• [What you will do] Please rewrite the lines starting at the one containing "Q. Point out the lovage" and ending at the one containing "pixel 827 515" as a numbered list, dropping any blank lines and leaving out the pictures. Include both end lines and no other lines.

• [Extracted records]

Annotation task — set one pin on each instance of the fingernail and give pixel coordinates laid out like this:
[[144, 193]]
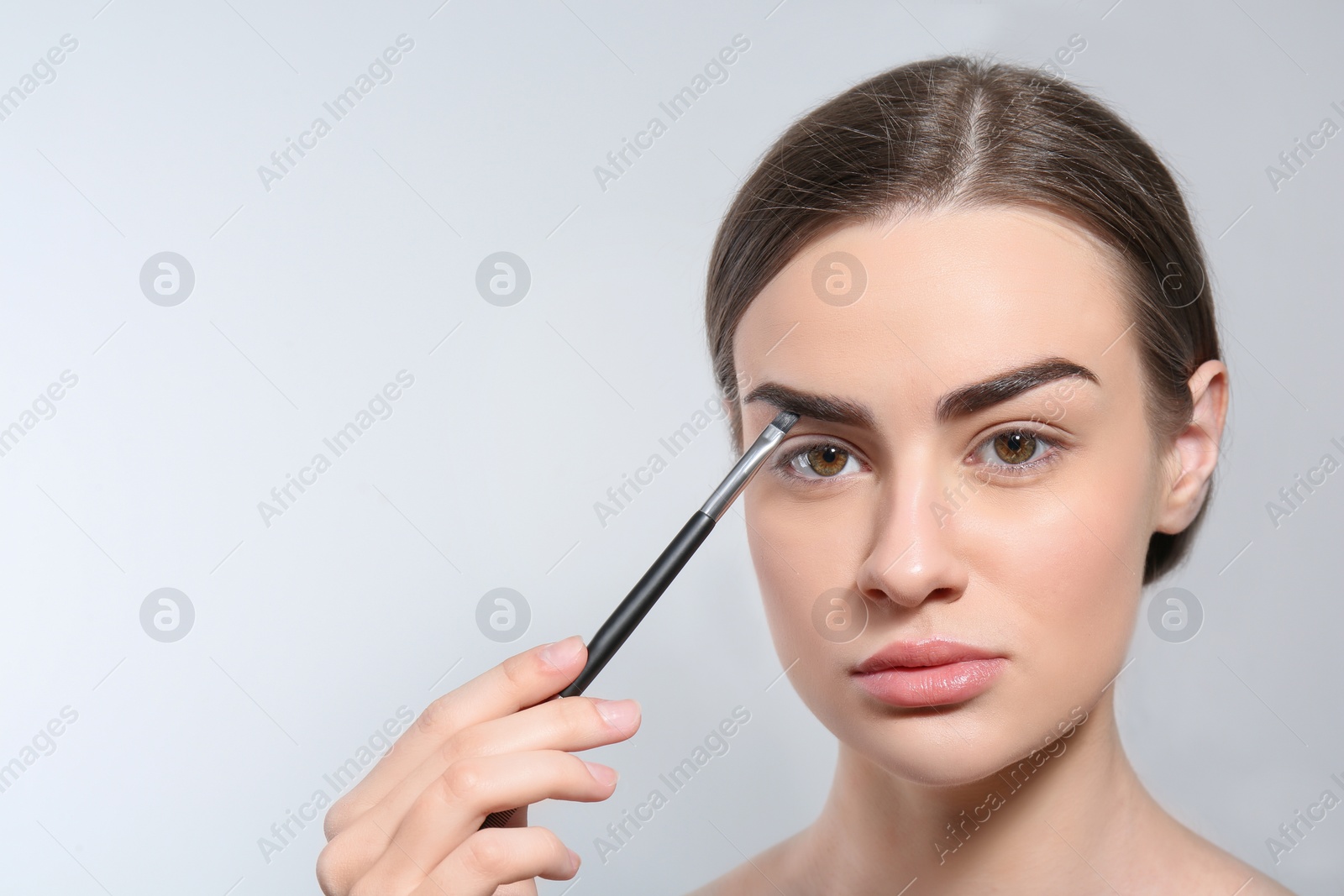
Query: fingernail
[[618, 712], [602, 774], [562, 653]]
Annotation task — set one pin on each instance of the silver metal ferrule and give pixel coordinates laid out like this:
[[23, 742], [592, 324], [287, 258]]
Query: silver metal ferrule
[[748, 465]]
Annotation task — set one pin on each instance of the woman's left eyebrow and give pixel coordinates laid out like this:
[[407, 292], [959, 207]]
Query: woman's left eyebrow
[[960, 402]]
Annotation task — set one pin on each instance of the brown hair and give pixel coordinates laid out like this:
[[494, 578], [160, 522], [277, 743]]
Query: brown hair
[[964, 132]]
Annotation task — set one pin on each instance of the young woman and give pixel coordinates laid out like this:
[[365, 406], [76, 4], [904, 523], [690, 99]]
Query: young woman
[[981, 291]]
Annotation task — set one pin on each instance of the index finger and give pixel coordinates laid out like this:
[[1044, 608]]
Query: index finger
[[521, 681]]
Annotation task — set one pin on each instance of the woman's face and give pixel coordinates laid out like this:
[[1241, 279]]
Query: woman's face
[[1011, 520]]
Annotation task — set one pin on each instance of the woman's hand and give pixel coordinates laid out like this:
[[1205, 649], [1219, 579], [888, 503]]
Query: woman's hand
[[410, 828]]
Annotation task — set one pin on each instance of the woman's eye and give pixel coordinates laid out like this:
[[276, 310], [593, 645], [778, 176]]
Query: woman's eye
[[822, 461], [1014, 449]]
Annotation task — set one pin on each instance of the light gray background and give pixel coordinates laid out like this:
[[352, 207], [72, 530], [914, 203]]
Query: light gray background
[[309, 633]]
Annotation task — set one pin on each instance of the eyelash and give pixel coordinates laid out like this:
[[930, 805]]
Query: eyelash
[[784, 466]]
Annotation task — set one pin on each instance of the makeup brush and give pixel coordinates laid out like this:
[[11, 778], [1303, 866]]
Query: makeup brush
[[642, 598]]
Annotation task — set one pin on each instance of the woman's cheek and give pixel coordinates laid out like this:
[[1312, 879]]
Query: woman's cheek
[[800, 551]]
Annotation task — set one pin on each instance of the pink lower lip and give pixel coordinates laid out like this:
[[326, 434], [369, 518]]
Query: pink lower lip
[[932, 685]]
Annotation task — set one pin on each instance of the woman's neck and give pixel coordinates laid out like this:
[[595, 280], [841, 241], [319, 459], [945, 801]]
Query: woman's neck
[[1063, 822]]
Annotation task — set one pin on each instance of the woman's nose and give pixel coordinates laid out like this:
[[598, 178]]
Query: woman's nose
[[914, 540]]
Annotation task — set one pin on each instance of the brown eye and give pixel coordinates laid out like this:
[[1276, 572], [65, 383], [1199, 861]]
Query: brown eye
[[827, 459], [1015, 446]]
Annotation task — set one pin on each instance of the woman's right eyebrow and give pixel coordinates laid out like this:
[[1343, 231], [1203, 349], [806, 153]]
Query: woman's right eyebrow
[[958, 403]]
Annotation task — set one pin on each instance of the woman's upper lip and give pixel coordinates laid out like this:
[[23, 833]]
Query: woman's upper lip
[[927, 652]]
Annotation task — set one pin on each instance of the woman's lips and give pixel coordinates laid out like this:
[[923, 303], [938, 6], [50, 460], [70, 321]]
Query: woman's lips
[[927, 673], [932, 685]]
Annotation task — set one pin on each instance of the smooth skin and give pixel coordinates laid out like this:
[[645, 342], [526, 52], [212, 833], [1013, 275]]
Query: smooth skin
[[410, 828], [1041, 564]]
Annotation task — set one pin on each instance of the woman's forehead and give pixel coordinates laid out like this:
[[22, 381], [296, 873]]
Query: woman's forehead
[[954, 293]]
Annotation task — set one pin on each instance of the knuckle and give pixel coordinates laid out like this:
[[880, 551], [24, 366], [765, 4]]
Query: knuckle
[[463, 781], [487, 852], [436, 719], [338, 819], [333, 869]]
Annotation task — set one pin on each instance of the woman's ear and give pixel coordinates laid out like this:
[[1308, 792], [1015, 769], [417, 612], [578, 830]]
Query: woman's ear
[[1193, 454]]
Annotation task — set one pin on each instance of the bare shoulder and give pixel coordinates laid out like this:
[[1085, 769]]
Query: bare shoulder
[[1206, 868]]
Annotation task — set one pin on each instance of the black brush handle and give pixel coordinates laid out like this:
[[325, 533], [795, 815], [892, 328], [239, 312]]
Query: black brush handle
[[622, 624]]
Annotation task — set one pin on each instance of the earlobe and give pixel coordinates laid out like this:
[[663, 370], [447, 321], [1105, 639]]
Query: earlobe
[[1194, 452]]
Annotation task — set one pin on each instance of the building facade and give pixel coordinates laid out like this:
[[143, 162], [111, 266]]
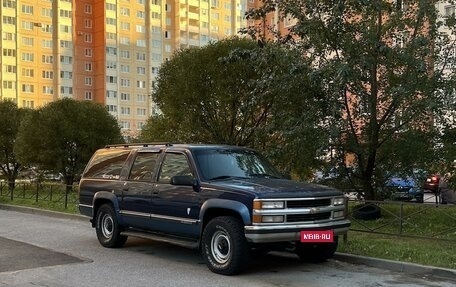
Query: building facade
[[106, 51]]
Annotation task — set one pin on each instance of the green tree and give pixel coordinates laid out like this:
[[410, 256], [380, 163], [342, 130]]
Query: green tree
[[10, 120], [61, 136], [235, 91], [376, 62]]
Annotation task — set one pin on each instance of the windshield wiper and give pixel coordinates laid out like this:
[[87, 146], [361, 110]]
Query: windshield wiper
[[265, 175]]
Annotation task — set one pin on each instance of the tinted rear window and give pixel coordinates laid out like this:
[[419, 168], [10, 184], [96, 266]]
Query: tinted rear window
[[107, 164]]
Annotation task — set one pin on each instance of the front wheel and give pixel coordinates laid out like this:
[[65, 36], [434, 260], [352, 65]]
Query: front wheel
[[224, 247], [107, 227], [316, 252]]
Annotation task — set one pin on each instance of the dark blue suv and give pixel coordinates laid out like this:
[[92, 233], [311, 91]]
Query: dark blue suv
[[226, 201]]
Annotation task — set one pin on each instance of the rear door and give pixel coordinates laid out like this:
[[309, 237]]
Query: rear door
[[138, 189], [176, 207]]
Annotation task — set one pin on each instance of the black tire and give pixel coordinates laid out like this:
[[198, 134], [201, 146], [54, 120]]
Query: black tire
[[367, 212], [316, 252], [107, 228], [224, 247]]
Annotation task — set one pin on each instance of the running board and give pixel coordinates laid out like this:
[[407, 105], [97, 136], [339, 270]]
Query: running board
[[193, 244]]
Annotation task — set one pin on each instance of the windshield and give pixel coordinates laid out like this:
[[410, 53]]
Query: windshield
[[217, 164]]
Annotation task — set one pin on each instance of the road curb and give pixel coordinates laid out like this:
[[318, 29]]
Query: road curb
[[31, 210], [398, 266], [395, 266]]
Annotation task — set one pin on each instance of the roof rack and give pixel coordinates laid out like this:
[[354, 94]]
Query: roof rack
[[139, 144]]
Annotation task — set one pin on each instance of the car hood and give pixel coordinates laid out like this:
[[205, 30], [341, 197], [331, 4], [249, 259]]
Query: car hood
[[276, 188]]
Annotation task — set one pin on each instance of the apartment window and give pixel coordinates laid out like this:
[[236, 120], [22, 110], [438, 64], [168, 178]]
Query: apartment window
[[88, 95], [111, 65], [27, 25], [28, 72], [66, 75], [88, 81], [48, 90], [88, 9], [27, 9], [124, 125], [141, 70], [125, 26], [111, 51], [140, 29], [65, 28], [111, 94], [124, 96], [140, 98], [111, 21], [124, 11], [65, 13], [66, 90], [46, 44], [125, 68], [111, 7], [65, 44], [9, 20], [141, 112], [88, 38], [28, 104], [124, 82], [141, 56], [124, 40], [9, 85], [87, 23], [125, 54], [47, 75], [9, 4], [28, 88], [111, 108], [46, 28], [111, 79], [46, 12], [66, 59], [141, 84], [47, 59], [27, 41], [28, 57], [124, 110], [9, 36], [10, 69]]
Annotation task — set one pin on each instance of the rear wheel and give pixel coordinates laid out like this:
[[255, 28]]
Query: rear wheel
[[316, 252], [224, 247], [107, 227]]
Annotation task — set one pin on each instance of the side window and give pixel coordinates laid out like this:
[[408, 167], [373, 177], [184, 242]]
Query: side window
[[107, 164], [144, 166], [174, 164]]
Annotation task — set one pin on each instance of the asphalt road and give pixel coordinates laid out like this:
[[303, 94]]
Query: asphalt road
[[37, 250]]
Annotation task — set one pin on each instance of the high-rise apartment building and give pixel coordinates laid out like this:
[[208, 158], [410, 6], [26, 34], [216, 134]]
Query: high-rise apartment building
[[106, 51]]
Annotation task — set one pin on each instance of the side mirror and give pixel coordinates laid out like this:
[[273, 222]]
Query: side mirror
[[185, 180]]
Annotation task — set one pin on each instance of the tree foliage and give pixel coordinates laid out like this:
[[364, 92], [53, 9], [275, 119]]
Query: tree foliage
[[61, 136], [240, 92], [377, 63], [10, 120]]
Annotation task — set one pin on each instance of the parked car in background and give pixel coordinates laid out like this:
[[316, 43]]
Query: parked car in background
[[403, 189]]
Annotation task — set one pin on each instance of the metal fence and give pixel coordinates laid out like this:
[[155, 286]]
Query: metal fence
[[407, 219], [35, 191]]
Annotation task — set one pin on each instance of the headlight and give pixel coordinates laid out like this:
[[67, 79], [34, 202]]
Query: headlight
[[338, 201], [268, 204]]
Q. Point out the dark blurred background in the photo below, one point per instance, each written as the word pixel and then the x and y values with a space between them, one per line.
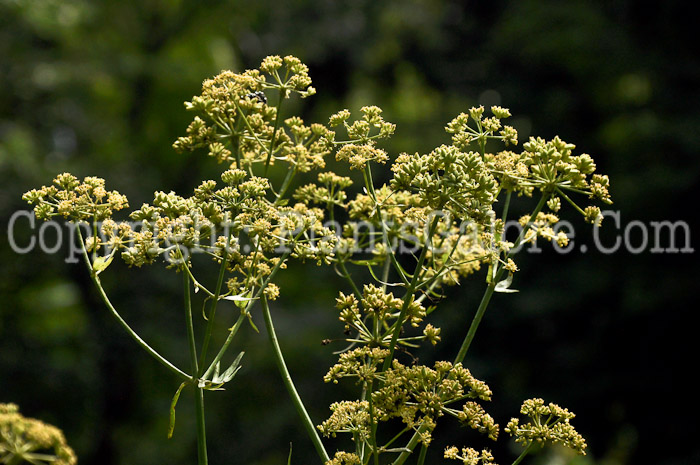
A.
pixel 96 88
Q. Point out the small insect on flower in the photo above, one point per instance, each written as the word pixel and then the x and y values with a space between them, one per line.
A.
pixel 260 95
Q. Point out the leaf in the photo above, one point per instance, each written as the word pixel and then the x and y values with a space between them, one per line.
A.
pixel 504 286
pixel 233 369
pixel 171 425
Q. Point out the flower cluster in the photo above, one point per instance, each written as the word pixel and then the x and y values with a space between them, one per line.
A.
pixel 26 440
pixel 360 148
pixel 379 307
pixel 469 456
pixel 75 200
pixel 438 210
pixel 450 180
pixel 236 125
pixel 548 423
pixel 417 395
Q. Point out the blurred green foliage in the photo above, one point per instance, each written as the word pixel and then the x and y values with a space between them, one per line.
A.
pixel 96 88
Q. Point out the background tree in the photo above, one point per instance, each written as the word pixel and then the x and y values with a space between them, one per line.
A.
pixel 97 88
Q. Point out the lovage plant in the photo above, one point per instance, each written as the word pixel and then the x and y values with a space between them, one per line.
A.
pixel 441 218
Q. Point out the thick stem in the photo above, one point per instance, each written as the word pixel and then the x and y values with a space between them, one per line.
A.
pixel 198 391
pixel 289 384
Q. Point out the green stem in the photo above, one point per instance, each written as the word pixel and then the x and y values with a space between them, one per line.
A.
pixel 411 445
pixel 198 391
pixel 232 332
pixel 422 454
pixel 481 310
pixel 212 313
pixel 474 325
pixel 103 295
pixel 408 297
pixel 475 322
pixel 289 384
pixel 283 91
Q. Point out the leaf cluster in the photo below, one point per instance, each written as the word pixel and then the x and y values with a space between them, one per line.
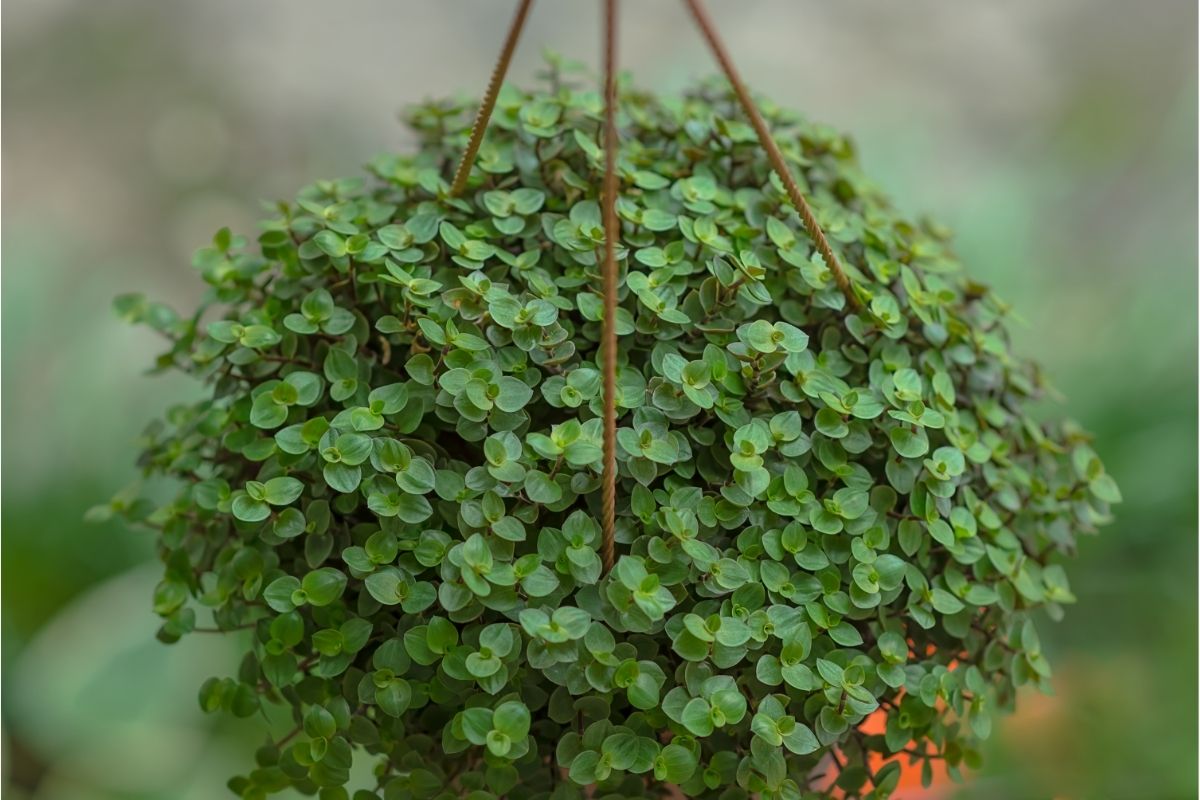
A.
pixel 827 515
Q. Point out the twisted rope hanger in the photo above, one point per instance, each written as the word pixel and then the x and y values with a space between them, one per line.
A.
pixel 609 209
pixel 485 108
pixel 773 154
pixel 609 338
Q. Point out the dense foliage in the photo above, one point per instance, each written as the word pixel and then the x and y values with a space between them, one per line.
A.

• [Exercise result]
1. Q. Point out the lovage plant in the photo above, one point per instance, each written as the word pixel and then the x and y values with a space between them, one per line.
2. A.
3. pixel 441 218
4. Q. Point out the thick stem in the photo above, one point per instance, each written as the word pixel and then the x and y values with a space between them, one per line.
5. A.
6. pixel 198 391
7. pixel 289 384
8. Q. Point out the green stem in the photo above, one point per instance, each written as the word pixel and then the x and y values with a space between them, one per line.
9. A.
10. pixel 411 445
11. pixel 198 391
12. pixel 232 332
13. pixel 422 454
14. pixel 481 310
15. pixel 212 313
16. pixel 474 325
17. pixel 103 295
18. pixel 408 297
19. pixel 475 322
20. pixel 289 384
21. pixel 283 91
22. Q. Point out the leaf cluster in the photo below, one point per instance, each written as the word pixel and then the x and y values with a space between them, one per line.
23. A.
24. pixel 827 515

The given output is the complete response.